From the line containing "Where in this photo can the bark" to the last line of the data, both included, transcribe each line exactly, leaving out pictures and adding nothing.

=== Input data ===

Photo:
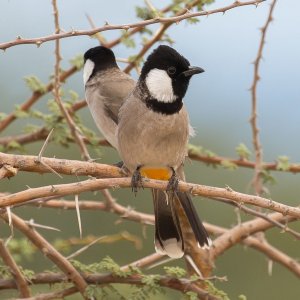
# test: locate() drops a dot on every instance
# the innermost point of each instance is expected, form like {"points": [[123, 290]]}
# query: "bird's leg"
{"points": [[136, 180], [173, 182], [119, 164]]}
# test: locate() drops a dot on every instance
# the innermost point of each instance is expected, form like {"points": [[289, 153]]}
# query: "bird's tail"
{"points": [[168, 234]]}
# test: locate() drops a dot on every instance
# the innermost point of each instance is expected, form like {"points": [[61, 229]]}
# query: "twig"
{"points": [[73, 128], [182, 284], [40, 40], [62, 166], [64, 75], [261, 215], [42, 133], [78, 214], [31, 223], [40, 156], [35, 97], [98, 184], [245, 229], [15, 271], [98, 35], [49, 251], [146, 261], [156, 37], [257, 180], [143, 218], [55, 295], [81, 250]]}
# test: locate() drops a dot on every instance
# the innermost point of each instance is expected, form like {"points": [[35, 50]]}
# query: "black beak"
{"points": [[192, 71]]}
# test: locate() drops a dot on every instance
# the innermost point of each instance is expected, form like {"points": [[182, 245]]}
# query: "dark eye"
{"points": [[171, 70]]}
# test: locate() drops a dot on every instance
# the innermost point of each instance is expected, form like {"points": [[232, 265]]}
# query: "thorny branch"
{"points": [[226, 238], [49, 251], [257, 180], [39, 41], [73, 128], [20, 280], [99, 184]]}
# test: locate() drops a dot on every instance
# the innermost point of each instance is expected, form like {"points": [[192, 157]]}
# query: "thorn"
{"points": [[78, 215], [38, 43], [228, 188], [270, 267], [53, 189]]}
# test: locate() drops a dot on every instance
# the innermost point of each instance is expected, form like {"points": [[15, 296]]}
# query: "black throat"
{"points": [[165, 108], [169, 108]]}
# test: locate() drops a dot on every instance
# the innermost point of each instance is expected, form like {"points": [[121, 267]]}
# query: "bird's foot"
{"points": [[136, 180], [173, 183]]}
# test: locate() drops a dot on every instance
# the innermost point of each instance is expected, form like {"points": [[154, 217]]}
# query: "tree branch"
{"points": [[40, 40], [49, 251], [15, 271]]}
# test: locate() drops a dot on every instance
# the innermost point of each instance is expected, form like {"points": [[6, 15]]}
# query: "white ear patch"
{"points": [[87, 70], [159, 85]]}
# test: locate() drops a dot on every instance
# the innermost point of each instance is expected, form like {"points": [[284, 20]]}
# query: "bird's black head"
{"points": [[97, 59], [166, 75]]}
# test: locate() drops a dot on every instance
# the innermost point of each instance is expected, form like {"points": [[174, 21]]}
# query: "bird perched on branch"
{"points": [[149, 125]]}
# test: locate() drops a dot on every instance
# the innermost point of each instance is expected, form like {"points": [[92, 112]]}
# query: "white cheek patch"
{"points": [[159, 85], [87, 70]]}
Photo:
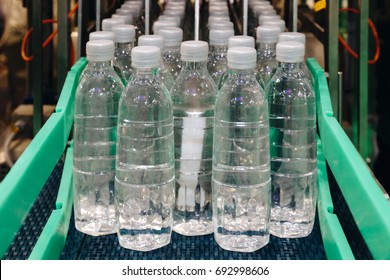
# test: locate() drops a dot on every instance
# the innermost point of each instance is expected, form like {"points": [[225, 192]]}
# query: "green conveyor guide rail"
{"points": [[20, 188]]}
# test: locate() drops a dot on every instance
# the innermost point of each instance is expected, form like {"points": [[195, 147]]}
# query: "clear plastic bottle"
{"points": [[301, 38], [162, 24], [292, 115], [95, 123], [102, 35], [241, 158], [124, 37], [241, 41], [266, 38], [173, 37], [144, 179], [276, 22], [108, 23], [217, 61], [128, 19], [158, 41], [193, 99]]}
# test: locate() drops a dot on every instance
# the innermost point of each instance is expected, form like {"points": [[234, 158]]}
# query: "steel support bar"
{"points": [[363, 80], [36, 64], [63, 43], [332, 7]]}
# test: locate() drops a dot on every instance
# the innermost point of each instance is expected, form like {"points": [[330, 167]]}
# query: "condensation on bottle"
{"points": [[241, 158], [292, 114], [217, 61], [301, 38], [124, 38], [193, 99], [173, 37], [158, 41], [144, 180], [266, 38], [95, 123]]}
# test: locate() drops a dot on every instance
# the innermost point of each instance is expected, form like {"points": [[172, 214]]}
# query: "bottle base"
{"points": [[243, 244], [290, 230], [95, 228], [193, 228], [144, 242]]}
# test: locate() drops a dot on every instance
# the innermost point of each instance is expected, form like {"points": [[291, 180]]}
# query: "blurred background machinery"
{"points": [[41, 39]]}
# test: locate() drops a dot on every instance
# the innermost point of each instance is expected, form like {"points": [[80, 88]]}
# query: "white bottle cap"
{"points": [[145, 56], [100, 50], [128, 19], [292, 36], [242, 57], [174, 12], [264, 9], [213, 19], [219, 11], [107, 23], [241, 41], [290, 51], [102, 35], [264, 18], [221, 25], [151, 40], [267, 34], [194, 51], [170, 18], [220, 37], [173, 36], [124, 33], [127, 11], [279, 23], [159, 24]]}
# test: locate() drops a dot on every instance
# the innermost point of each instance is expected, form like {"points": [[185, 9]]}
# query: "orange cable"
{"points": [[374, 32], [49, 38]]}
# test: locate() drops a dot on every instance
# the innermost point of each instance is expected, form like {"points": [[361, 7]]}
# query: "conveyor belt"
{"points": [[81, 246], [35, 221]]}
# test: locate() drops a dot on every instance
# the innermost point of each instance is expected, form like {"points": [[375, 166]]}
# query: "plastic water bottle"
{"points": [[301, 38], [162, 24], [242, 41], [158, 41], [124, 37], [144, 180], [173, 37], [128, 19], [276, 22], [217, 61], [292, 114], [193, 99], [241, 158], [102, 35], [265, 18], [108, 23], [267, 37], [95, 123]]}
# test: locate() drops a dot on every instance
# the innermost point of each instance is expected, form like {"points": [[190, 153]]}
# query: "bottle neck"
{"points": [[172, 49], [125, 46], [222, 49], [242, 74], [266, 46], [145, 72], [191, 65], [99, 64], [291, 66]]}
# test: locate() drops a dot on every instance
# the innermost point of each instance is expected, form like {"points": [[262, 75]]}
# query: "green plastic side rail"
{"points": [[366, 200], [53, 237], [335, 242], [22, 185]]}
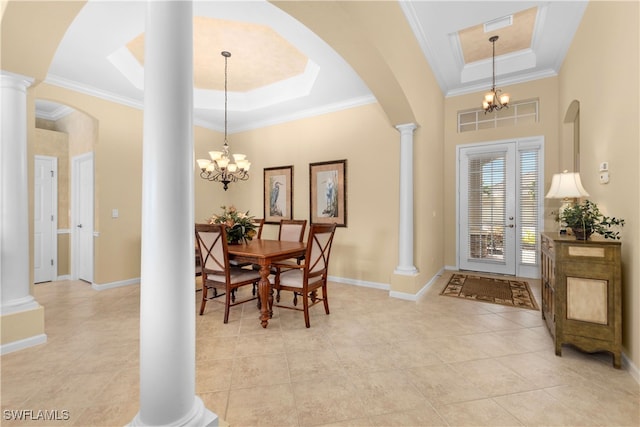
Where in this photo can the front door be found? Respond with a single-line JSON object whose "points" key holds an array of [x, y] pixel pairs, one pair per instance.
{"points": [[500, 207]]}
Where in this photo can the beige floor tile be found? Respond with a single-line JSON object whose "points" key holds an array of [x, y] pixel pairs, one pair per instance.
{"points": [[492, 377], [424, 416], [271, 405], [538, 408], [441, 384], [256, 371], [388, 392], [329, 400], [374, 361], [483, 412]]}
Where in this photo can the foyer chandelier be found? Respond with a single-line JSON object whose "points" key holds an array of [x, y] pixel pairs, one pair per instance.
{"points": [[220, 168], [493, 100]]}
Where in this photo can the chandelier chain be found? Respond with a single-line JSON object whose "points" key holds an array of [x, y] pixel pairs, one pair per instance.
{"points": [[221, 167]]}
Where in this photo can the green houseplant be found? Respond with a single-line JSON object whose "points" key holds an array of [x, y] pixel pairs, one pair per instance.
{"points": [[239, 225], [585, 219]]}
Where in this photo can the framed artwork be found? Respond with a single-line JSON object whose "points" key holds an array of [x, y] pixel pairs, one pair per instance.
{"points": [[328, 192], [278, 194]]}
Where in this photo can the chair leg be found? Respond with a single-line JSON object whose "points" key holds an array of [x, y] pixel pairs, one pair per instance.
{"points": [[305, 305], [205, 291], [227, 304], [326, 300]]}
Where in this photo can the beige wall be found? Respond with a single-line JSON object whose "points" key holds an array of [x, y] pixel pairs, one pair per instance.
{"points": [[546, 90], [598, 64], [365, 249]]}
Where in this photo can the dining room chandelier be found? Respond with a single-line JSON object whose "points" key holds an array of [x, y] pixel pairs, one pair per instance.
{"points": [[220, 168], [493, 100]]}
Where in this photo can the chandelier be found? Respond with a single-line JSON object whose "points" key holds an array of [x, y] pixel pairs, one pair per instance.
{"points": [[220, 168], [492, 100]]}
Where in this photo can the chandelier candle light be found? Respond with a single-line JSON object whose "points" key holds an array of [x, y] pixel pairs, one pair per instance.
{"points": [[492, 100], [220, 168]]}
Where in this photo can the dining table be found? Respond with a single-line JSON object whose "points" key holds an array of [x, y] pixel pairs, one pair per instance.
{"points": [[264, 252]]}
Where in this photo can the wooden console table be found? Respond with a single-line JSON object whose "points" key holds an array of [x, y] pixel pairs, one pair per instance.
{"points": [[581, 293]]}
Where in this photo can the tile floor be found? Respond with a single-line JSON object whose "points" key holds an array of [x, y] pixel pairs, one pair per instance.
{"points": [[375, 361]]}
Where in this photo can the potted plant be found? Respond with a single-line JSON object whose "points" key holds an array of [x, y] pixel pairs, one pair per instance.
{"points": [[239, 225], [585, 219]]}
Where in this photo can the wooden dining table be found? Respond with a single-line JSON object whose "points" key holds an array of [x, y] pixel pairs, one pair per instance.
{"points": [[264, 252]]}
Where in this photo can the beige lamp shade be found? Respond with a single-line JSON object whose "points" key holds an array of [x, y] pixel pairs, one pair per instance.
{"points": [[566, 185]]}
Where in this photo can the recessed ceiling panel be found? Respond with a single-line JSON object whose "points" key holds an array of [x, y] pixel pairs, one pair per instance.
{"points": [[259, 55], [514, 34]]}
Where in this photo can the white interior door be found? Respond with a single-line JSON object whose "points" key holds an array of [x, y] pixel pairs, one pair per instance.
{"points": [[45, 229], [499, 207], [82, 217]]}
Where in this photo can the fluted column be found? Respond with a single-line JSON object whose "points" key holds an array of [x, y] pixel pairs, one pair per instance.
{"points": [[405, 238], [14, 267], [167, 320], [22, 316]]}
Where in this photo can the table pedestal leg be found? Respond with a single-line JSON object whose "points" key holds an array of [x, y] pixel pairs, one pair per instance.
{"points": [[264, 290]]}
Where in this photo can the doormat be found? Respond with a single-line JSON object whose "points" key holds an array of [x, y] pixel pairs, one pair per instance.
{"points": [[514, 293]]}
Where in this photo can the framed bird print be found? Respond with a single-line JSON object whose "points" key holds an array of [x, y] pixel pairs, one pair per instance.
{"points": [[328, 192], [278, 194]]}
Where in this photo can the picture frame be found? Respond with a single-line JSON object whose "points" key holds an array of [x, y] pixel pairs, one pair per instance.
{"points": [[328, 192], [278, 194]]}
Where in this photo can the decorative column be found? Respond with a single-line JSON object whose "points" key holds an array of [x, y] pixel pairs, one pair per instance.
{"points": [[167, 319], [22, 316], [405, 240]]}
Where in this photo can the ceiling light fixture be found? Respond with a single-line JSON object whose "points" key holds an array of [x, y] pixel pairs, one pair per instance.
{"points": [[220, 168], [492, 100]]}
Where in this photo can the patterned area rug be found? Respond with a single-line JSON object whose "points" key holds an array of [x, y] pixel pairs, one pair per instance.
{"points": [[514, 293]]}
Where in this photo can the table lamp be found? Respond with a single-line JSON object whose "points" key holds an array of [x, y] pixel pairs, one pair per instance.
{"points": [[568, 187]]}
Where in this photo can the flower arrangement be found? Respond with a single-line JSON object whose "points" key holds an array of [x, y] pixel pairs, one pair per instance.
{"points": [[585, 219], [239, 225]]}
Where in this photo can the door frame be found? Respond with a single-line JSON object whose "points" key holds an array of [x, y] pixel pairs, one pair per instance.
{"points": [[53, 194], [522, 270], [77, 257]]}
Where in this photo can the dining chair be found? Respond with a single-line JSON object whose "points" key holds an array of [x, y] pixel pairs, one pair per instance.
{"points": [[306, 278], [259, 222], [217, 273], [292, 230]]}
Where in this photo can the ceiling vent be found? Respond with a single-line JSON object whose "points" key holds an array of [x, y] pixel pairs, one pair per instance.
{"points": [[496, 24]]}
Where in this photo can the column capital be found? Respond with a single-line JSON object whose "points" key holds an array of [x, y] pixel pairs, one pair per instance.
{"points": [[15, 81], [406, 127]]}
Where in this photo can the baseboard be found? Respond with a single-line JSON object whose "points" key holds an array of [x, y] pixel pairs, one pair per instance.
{"points": [[105, 286], [387, 287], [420, 293], [363, 283], [22, 344], [628, 365]]}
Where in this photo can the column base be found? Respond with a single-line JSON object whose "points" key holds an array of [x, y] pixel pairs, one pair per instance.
{"points": [[405, 282], [22, 329], [199, 416]]}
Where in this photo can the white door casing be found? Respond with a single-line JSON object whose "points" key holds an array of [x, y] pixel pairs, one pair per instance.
{"points": [[500, 205], [45, 228], [82, 203]]}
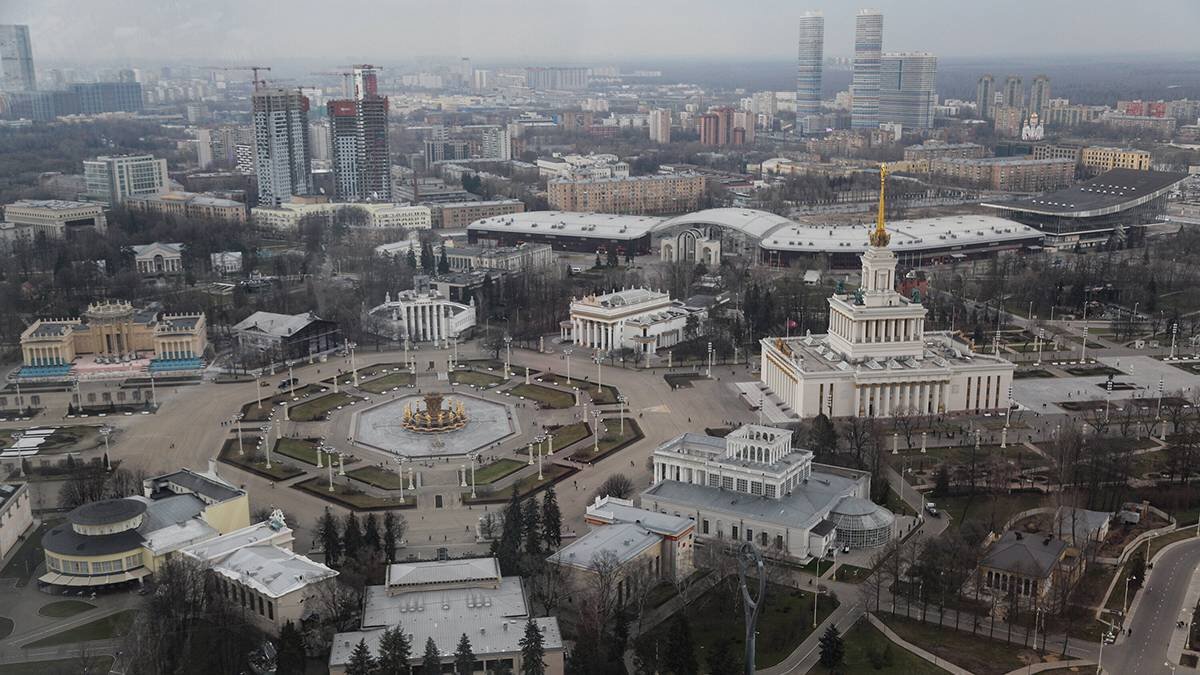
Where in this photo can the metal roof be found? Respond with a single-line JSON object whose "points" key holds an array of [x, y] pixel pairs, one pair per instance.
{"points": [[1113, 191]]}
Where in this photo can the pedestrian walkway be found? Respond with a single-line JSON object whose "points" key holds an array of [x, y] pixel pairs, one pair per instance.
{"points": [[930, 657]]}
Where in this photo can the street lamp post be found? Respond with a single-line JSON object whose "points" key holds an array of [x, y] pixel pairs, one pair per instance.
{"points": [[595, 431], [508, 354]]}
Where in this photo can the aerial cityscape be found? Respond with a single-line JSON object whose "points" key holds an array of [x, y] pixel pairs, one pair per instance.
{"points": [[509, 339]]}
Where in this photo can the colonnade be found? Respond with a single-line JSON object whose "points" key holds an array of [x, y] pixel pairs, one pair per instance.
{"points": [[887, 399]]}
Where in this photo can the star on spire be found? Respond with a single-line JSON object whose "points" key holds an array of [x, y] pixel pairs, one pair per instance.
{"points": [[880, 237]]}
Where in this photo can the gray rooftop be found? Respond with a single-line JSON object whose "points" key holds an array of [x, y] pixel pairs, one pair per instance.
{"points": [[1029, 555], [624, 541], [804, 507]]}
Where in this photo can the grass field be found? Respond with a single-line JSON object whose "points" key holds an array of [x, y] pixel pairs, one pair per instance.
{"points": [[785, 620], [349, 496], [378, 477], [102, 663], [492, 472], [381, 384], [989, 509], [611, 440], [256, 463], [862, 641], [303, 449], [27, 559], [251, 411], [525, 487], [976, 653], [544, 395], [112, 626], [569, 434], [475, 377], [321, 406], [63, 609]]}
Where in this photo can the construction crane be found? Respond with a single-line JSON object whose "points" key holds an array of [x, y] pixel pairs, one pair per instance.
{"points": [[258, 83]]}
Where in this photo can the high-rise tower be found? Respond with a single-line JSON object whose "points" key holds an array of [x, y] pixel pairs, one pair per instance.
{"points": [[1039, 95], [359, 141], [909, 89], [16, 59], [985, 96], [1014, 91], [864, 84], [281, 144], [808, 71]]}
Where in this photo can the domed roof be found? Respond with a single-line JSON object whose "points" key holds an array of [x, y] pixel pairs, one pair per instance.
{"points": [[107, 512], [857, 513]]}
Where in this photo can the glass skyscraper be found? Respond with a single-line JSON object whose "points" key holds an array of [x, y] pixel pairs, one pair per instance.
{"points": [[864, 85], [808, 73]]}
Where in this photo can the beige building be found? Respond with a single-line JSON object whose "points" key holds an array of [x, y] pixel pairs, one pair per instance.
{"points": [[113, 332], [55, 219], [114, 542], [189, 205], [1015, 174], [159, 258], [443, 599], [1108, 159], [456, 215], [257, 571], [646, 548], [643, 195], [16, 515]]}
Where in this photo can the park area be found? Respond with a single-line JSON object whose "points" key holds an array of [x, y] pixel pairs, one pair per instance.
{"points": [[784, 622]]}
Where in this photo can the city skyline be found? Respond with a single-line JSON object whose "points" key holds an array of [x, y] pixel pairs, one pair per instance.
{"points": [[486, 30]]}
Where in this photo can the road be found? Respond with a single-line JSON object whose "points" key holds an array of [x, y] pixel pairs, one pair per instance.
{"points": [[1155, 614]]}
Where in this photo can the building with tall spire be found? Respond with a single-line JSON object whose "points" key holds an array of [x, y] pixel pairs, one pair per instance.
{"points": [[877, 359]]}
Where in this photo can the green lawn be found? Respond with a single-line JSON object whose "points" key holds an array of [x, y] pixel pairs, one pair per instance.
{"points": [[785, 620], [349, 497], [251, 411], [321, 406], [989, 509], [544, 395], [304, 449], [604, 395], [64, 609], [475, 378], [976, 653], [101, 663], [569, 434], [112, 626], [864, 641], [381, 384], [499, 469], [611, 440], [378, 477], [525, 487], [27, 559], [252, 460], [851, 573]]}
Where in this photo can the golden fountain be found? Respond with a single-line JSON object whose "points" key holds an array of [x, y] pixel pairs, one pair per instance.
{"points": [[435, 418]]}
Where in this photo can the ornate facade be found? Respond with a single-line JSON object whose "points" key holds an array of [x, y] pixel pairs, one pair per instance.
{"points": [[113, 333], [877, 360]]}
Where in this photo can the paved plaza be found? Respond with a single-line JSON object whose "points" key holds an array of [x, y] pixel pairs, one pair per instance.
{"points": [[487, 423], [1043, 394]]}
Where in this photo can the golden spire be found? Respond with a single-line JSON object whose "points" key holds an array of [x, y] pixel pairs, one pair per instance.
{"points": [[880, 237]]}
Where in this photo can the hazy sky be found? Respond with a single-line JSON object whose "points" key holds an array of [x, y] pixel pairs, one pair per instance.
{"points": [[570, 30]]}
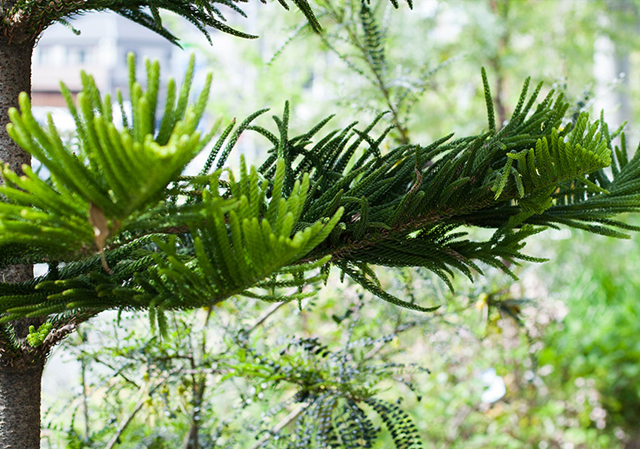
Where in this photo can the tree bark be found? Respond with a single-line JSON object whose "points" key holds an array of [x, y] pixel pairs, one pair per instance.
{"points": [[21, 366], [20, 405]]}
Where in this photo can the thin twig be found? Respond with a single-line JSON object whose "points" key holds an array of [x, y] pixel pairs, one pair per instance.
{"points": [[281, 425], [143, 398]]}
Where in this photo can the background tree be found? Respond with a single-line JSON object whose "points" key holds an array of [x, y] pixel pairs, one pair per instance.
{"points": [[376, 208]]}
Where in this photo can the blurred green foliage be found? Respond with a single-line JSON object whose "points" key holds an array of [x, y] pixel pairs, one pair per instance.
{"points": [[563, 339]]}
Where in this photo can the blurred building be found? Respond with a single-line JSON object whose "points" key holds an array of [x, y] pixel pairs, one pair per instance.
{"points": [[100, 49]]}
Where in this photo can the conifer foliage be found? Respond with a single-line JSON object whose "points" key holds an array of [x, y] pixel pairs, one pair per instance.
{"points": [[121, 228]]}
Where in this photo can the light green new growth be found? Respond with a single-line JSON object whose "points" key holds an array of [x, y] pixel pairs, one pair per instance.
{"points": [[135, 234]]}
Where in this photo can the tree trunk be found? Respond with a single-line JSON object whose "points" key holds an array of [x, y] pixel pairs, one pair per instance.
{"points": [[20, 365], [20, 406]]}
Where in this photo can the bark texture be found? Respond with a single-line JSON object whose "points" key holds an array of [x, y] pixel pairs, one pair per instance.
{"points": [[21, 366], [20, 406]]}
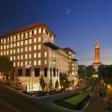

===

• [Task result]:
Where in this photo can the bark texture be found? Respond with a single-line JSON object whose "points" key holds an array of [x, y] pixel pairs, one pair per instance.
{"points": [[21, 366], [20, 406]]}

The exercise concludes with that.